──────── SUPPLIED DATA

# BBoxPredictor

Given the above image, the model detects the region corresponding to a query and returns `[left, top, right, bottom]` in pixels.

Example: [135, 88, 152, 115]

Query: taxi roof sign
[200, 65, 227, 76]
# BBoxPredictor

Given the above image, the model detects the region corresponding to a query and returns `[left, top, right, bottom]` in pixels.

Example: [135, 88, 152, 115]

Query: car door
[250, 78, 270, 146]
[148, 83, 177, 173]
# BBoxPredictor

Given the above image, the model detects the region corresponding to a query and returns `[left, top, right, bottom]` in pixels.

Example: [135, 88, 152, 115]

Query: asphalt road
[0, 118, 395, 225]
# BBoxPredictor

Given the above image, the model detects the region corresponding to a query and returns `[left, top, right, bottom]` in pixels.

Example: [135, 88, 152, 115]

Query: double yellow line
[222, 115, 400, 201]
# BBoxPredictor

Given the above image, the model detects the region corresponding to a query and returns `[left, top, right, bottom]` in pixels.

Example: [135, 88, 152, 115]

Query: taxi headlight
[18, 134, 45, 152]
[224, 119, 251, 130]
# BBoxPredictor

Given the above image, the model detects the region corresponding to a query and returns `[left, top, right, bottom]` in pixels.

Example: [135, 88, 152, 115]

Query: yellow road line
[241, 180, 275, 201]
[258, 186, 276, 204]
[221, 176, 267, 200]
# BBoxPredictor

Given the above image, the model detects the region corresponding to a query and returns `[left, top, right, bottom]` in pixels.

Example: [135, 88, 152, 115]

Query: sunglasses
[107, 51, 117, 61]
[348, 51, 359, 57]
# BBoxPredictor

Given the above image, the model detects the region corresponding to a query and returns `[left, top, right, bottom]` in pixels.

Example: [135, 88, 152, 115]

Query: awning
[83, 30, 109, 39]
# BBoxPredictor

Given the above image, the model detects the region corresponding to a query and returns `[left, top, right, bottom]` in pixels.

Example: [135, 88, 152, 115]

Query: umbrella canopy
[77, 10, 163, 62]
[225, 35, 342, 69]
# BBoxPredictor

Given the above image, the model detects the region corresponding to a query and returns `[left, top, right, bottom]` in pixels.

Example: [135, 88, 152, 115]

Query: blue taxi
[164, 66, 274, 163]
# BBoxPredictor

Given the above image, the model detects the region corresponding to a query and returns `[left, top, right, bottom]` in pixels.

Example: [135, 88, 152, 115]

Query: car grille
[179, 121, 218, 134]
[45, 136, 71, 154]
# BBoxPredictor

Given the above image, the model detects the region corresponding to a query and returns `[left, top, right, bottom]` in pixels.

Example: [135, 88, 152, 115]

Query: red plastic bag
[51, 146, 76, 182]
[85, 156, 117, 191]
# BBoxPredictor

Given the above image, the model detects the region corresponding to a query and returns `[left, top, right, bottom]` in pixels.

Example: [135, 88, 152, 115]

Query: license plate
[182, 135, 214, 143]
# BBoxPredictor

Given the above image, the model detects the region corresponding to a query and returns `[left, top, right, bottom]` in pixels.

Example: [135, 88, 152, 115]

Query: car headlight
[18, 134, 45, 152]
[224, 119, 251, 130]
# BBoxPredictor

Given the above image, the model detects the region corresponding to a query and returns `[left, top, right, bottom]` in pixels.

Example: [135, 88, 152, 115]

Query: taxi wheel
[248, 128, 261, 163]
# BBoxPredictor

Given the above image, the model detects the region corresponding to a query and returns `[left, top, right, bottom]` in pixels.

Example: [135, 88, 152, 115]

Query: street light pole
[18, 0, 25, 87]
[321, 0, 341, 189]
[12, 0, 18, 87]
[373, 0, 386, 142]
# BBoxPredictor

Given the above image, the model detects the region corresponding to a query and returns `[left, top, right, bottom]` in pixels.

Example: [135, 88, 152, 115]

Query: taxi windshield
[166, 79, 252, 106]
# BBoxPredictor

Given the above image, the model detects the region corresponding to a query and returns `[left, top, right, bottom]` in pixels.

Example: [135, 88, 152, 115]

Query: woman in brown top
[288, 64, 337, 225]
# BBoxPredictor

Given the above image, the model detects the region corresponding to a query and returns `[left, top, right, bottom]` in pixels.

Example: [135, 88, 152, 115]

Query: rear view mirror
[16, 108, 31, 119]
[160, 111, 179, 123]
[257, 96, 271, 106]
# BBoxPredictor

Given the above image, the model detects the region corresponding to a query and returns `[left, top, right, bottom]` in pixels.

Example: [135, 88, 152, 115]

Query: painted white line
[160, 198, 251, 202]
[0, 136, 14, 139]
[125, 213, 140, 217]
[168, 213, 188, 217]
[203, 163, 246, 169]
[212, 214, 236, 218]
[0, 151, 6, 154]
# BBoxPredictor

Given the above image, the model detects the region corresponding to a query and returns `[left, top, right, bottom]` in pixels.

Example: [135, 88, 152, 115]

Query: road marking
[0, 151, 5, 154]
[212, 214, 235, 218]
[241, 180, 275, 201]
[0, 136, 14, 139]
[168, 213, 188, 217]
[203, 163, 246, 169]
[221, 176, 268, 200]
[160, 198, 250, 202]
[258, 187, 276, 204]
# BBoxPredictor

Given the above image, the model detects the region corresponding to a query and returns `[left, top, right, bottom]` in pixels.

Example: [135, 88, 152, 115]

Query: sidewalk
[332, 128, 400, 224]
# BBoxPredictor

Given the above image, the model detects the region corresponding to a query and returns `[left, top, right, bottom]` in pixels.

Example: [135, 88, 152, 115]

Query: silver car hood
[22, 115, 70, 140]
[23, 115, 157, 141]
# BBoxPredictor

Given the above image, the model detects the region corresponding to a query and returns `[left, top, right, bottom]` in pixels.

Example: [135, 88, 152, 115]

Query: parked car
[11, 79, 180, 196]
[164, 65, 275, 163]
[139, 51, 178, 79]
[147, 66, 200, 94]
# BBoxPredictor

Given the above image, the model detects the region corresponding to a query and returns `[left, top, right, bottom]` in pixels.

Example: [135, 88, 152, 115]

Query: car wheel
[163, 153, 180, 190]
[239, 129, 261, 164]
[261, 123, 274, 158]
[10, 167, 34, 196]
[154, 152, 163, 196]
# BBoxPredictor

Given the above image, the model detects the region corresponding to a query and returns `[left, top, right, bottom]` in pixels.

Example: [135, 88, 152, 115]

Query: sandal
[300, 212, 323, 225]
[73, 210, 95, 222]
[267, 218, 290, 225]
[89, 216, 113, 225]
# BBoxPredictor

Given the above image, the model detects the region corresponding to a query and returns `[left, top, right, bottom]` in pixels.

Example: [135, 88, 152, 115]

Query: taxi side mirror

────────────────

Retype the listing above word for word.

RESPONSE:
# BBoxPredictor

Given the above image, the model detects the region corresponding to a query and returns `[left, top, right, bottom]` in pixels.

Example: [135, 88, 152, 115]

Query: taxi roof sign
[200, 65, 227, 76]
# BBoxPredictor

Given the above image, the model detects the region corresponding to a query and returns `[left, top, right, bottom]` in pixels.

Example: [135, 88, 152, 115]

Query: car door
[250, 78, 270, 146]
[148, 83, 177, 173]
# BBoxPredictor

Given the above image, the model detects the region corresponding to a query and returns `[left, top, right, bottom]` in pixels.

Example: [135, 88, 152, 115]

Query: asphalt road
[0, 118, 395, 225]
# BBoxPredictor

Given the above image, the model detects the region corresponding to a query and returns `[left, top, right, bottom]` in pixels.

Example: [135, 88, 152, 115]

Query: double yellow line
[222, 115, 400, 201]
# BBoxPredictor

Given the above image, the model detects the region corresponding to a query and returns `[left, top, right, bottom]` in pixels.

Example: [135, 88, 152, 115]

Query: taxi headlight
[18, 134, 45, 152]
[224, 119, 251, 130]
# BBoxPredictor

Given the above image, the model detects the region corresponding to a query and returns `[left, top, right, bottom]` in pixels.

Example: [135, 88, 152, 115]

Query: yellow road line
[241, 180, 275, 201]
[258, 186, 276, 204]
[221, 176, 267, 200]
# BBoxPredictor

Given the above image, the model detects the region corresponding to a query and returns `[left, top, right, bottom]` in pixels.

Example: [135, 88, 152, 115]

Query: sunglasses
[107, 51, 117, 61]
[348, 51, 359, 57]
# BBoxPredictor

Given the above image, the model detects the region corresponding to a query and returns `[left, top, right, bottom]` in pixels.

Example: [135, 88, 152, 115]

Query: awning
[83, 30, 109, 39]
# BBoxPredictor

Given the above image, the model detects the region corresponding to a query and returns `[left, top, right, bottom]` in pixels.

Example: [135, 88, 152, 115]

Query: umbrella canopy
[77, 10, 163, 62]
[225, 35, 342, 69]
# BBoxPredictor

Given the above image, the model detects the region corresponding to a query and returns `[left, top, right, bottom]` in pixels.

Example: [135, 88, 152, 115]

Query: blue taxi
[164, 66, 274, 163]
# BBoxPredictor

Given the above image, the model detects the region corresponding to a query and returns `[left, top, right, bottom]` in pixels.

Example: [135, 88, 152, 115]

Query: car grille
[179, 121, 218, 134]
[45, 136, 71, 154]
# BBoxPredictor

Given the above image, the model detects the region corresponding to a query and returns `[left, top, right, bottom]` in pixels.

Example: [135, 88, 152, 115]

Query: red plastic bag
[51, 146, 76, 182]
[85, 156, 117, 191]
# BBoxPredictor

Given the above image, the model detects the region corresponding to a query and returns `[left, top, right, bottom]` in pixels.

Example: [135, 88, 152, 115]

Query: license plate
[182, 135, 214, 143]
# BBoxPredictor

Given the above image, the model detects the region corresponding to a query and returns `[left, top, right, bottom]` in pixels.

Example: [135, 88, 152, 115]

Query: car headlight
[18, 134, 45, 152]
[224, 119, 251, 130]
# BBoxPredictor

Given the above image, the model detects the region corresponding to a query and returns `[left, top, right, bottom]` in pixels.

Example: [135, 88, 152, 115]

Query: taxi wheel
[248, 128, 261, 163]
# BBoxPredictor

Given the above image, the model detects the region corresponding to a query and returns `[left, top, right, bottom]` in pixels.

Example: [135, 88, 152, 115]

Query: street light pole
[18, 0, 25, 87]
[321, 0, 341, 189]
[12, 0, 18, 87]
[373, 0, 386, 142]
# BBoxPredictor

Given the above image, the model detects the region corresponding to a query and returns `[left, top, right, bottom]` in pixels.

Example: [135, 88, 152, 115]

Query: taxi windshield
[166, 79, 252, 106]
# BBoxPredictor

Given the above image, the model detects the region corresponding to a query and returns `[left, top, right, bottom]` in pixels.

Example: [135, 88, 152, 115]

Query: woman in brown top
[288, 64, 337, 225]
# BBoxPredictor

Given the above image, the model detects the region corresponding to a query and returns `[left, top, right, bottom]` in pixels.

Example: [135, 88, 152, 115]

Query: rear view mirror
[16, 108, 31, 119]
[160, 111, 179, 123]
[257, 96, 271, 106]
# BBoxPredictor

Given the above image, the model detects the region corresponding to a query and returns `[left, top, right, bottom]` in pixels.

Example: [135, 88, 152, 115]

Query: painted white line
[160, 198, 251, 202]
[0, 136, 14, 139]
[125, 213, 140, 217]
[168, 213, 188, 217]
[203, 163, 246, 169]
[212, 214, 236, 218]
[0, 151, 6, 154]
# BBoxPredictor

Given the above image, the model detects the region corresponding to a query and returns `[left, top, right, bottom]` in pixels.

Example: [135, 88, 152, 115]

Query: road marking
[0, 151, 5, 154]
[212, 214, 235, 218]
[241, 180, 275, 201]
[0, 136, 14, 139]
[168, 213, 188, 217]
[203, 163, 246, 169]
[221, 176, 268, 200]
[160, 198, 250, 202]
[258, 187, 276, 204]
# BBoxPredictor

Given the above image, the model detects the region corresponding to a query and returns `[left, top, right, bottom]` in pixels.

Example: [135, 88, 152, 115]

Query: sidewalk
[332, 128, 400, 224]
# BBoxPredictor

Given the above image, the model detects the region corresponding to a query and returns `[left, top, right, bottom]` in pixels.

Example: [135, 88, 152, 115]

Query: silver car hood
[22, 115, 70, 140]
[23, 115, 157, 141]
# BBoxPredictor

Given the above image, the model detects the region corresponding to a query and returns `[left, top, right, bottom]` in pixels.

Example: [135, 88, 152, 115]

Query: parked car
[11, 79, 180, 196]
[164, 65, 275, 163]
[139, 51, 178, 79]
[147, 66, 200, 94]
# BBoxPredictor

Given the above image, the model detects the region corresponding to a query and returns `[left, top, right, bottom]` in pixels.

Example: [135, 88, 152, 115]

Query: car wheel
[163, 153, 180, 190]
[239, 129, 261, 164]
[261, 123, 274, 158]
[10, 167, 34, 196]
[154, 152, 163, 196]
# BBoxPredictor

Given the above image, the model detects the region corresponding to a query and returns `[left, top, right, bottom]` in pixels.

Example: [135, 88, 152, 115]

Query: sandal
[300, 212, 323, 225]
[73, 210, 95, 222]
[267, 218, 290, 225]
[89, 216, 113, 225]
# BBoxPredictor

Given the above image, the model detects the region corresponding to a query and returns `[left, top, right, bottom]` in pixels.

Example: [135, 88, 152, 115]

Query: taxi side mirror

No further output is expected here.